====== DATA SHOWN
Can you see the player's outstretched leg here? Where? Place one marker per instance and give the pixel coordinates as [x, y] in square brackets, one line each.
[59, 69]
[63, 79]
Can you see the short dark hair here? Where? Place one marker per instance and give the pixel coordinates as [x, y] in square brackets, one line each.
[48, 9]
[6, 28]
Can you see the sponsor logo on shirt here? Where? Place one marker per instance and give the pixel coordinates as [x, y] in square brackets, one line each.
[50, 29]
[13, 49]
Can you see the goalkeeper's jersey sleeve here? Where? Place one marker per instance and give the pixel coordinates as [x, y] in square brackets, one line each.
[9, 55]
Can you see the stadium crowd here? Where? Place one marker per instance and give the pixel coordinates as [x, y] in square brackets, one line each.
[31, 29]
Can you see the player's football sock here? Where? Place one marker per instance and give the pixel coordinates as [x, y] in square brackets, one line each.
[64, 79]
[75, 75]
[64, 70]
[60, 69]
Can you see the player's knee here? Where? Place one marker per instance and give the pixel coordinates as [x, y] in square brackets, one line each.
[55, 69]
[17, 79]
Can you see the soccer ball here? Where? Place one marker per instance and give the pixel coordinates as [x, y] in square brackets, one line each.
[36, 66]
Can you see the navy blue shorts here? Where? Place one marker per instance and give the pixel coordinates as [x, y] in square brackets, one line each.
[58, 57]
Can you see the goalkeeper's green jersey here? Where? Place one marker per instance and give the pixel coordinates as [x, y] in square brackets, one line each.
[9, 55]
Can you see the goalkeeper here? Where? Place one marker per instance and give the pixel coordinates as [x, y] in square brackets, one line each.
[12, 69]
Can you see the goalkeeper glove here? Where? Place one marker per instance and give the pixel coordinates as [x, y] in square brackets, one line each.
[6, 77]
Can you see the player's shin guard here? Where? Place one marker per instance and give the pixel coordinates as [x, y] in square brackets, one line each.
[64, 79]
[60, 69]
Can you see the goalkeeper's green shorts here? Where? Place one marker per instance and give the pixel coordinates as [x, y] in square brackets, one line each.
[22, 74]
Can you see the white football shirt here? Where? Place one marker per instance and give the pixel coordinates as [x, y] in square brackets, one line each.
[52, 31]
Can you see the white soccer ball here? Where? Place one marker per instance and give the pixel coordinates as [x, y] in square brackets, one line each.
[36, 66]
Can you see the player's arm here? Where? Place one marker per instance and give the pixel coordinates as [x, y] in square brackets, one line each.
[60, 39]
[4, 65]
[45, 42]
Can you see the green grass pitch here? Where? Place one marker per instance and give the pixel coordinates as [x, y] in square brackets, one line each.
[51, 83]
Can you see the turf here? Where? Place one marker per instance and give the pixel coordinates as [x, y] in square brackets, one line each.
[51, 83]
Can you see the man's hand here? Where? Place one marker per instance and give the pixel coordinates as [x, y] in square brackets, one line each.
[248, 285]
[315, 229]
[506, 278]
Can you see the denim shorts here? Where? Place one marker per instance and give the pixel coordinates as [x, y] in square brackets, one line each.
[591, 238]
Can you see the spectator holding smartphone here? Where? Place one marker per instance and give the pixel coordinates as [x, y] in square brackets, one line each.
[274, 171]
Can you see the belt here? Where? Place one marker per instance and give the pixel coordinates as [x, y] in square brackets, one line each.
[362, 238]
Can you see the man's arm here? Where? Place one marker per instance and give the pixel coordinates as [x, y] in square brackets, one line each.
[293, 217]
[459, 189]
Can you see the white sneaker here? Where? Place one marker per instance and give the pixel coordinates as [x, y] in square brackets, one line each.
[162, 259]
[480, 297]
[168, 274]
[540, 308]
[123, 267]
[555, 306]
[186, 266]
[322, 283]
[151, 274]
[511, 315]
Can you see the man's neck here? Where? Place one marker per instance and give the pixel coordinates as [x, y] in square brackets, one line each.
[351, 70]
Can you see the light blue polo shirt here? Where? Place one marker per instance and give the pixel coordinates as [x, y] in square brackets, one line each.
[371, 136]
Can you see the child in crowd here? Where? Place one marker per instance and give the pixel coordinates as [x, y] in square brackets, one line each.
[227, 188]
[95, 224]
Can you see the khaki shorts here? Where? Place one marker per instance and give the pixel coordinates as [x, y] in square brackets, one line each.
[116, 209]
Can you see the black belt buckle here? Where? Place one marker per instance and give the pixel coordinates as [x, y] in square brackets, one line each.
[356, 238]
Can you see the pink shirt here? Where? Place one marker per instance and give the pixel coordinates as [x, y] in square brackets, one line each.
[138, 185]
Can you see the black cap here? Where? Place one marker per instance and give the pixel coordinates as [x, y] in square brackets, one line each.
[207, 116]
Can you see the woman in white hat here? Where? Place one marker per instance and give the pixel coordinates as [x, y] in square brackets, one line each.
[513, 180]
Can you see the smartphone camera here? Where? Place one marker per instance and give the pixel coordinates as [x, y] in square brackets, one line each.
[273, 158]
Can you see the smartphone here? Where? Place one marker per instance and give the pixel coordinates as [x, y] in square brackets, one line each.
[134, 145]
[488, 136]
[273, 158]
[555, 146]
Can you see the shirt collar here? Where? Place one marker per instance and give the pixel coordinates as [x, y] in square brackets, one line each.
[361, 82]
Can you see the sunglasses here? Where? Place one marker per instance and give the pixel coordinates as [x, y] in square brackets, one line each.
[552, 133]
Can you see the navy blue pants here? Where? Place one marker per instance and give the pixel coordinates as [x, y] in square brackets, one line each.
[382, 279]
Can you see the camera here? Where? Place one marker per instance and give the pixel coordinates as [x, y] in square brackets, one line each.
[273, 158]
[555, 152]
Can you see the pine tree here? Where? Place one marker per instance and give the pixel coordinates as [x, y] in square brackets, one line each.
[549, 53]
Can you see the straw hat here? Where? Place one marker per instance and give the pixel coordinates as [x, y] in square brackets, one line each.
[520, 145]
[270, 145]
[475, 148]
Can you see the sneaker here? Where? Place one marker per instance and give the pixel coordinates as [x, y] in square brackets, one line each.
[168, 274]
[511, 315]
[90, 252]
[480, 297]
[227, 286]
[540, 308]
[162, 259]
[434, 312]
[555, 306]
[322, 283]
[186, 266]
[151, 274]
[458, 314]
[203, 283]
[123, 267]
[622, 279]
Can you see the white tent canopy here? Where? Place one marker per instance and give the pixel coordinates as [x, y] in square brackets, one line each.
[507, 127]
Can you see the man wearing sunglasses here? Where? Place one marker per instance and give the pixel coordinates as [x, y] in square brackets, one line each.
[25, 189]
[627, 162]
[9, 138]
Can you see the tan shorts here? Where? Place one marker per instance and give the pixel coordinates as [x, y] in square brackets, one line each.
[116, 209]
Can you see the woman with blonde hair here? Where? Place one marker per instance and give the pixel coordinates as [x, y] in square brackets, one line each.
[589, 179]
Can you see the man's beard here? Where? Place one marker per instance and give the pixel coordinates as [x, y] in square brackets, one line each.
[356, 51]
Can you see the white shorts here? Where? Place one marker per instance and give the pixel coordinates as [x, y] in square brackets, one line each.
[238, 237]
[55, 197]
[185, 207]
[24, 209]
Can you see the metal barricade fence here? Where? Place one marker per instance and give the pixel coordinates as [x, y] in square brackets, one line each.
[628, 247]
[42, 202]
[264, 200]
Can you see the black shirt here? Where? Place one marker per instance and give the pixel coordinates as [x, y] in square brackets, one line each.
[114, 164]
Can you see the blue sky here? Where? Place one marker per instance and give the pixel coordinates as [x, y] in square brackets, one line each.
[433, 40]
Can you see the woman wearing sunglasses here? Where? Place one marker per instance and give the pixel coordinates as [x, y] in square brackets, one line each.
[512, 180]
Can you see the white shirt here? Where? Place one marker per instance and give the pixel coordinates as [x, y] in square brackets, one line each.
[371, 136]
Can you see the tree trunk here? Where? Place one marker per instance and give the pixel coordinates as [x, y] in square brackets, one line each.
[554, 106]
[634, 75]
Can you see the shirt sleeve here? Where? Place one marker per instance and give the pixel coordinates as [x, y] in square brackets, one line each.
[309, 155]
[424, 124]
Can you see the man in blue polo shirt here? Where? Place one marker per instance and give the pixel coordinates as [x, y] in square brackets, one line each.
============
» PROBLEM STATEMENT
An exact copy of the lines from the one holding "Can you see the white shorts" through the end of the data is the whole answer.

» COMPLETED EXERCISE
Can you see the white shorts here? Where? Place one marker per instance and give the pixel coordinates as [x, y] in square brackets, one line each.
[238, 237]
[55, 197]
[185, 207]
[24, 209]
Can you see the metal barricade fence here? Where? Place one marker per instance and give the pixel coordinates as [x, y] in square brackets, one line each.
[628, 247]
[42, 202]
[264, 200]
Can you see the black shirt here? Where? Place one marker per instance and give the pixel coordinates as [x, y] in square brackets, one line each.
[114, 164]
Can you see the blue sky here? Where? Place one marker per instance and give the pixel coordinates as [x, y] in square brackets, one line each.
[433, 40]
Can you see the woman wearing sunglasses here? Where? Place one marker per instance and give the pixel coordinates as [x, y] in square brackets, one line each.
[512, 180]
Can you see the white shirt here? Where? Place one marker per instance and give the pixel coordinates as [x, y] in square brackets, one line each.
[371, 136]
Can you see the tree trunk here? Where? Place one marker per instance and give the pixel coordinates as [x, y] in square brackets, one line each.
[554, 106]
[634, 75]
Can you see the shirt sleeve here? Where? Place one marker per instance and give the pixel coordinates as [x, y] in square brackets, one line each.
[309, 155]
[424, 124]
Can you see the man in blue polo shirt here? Where? Place one marker per instance and give the pixel coordinates as [x, y] in square brackets, one line each.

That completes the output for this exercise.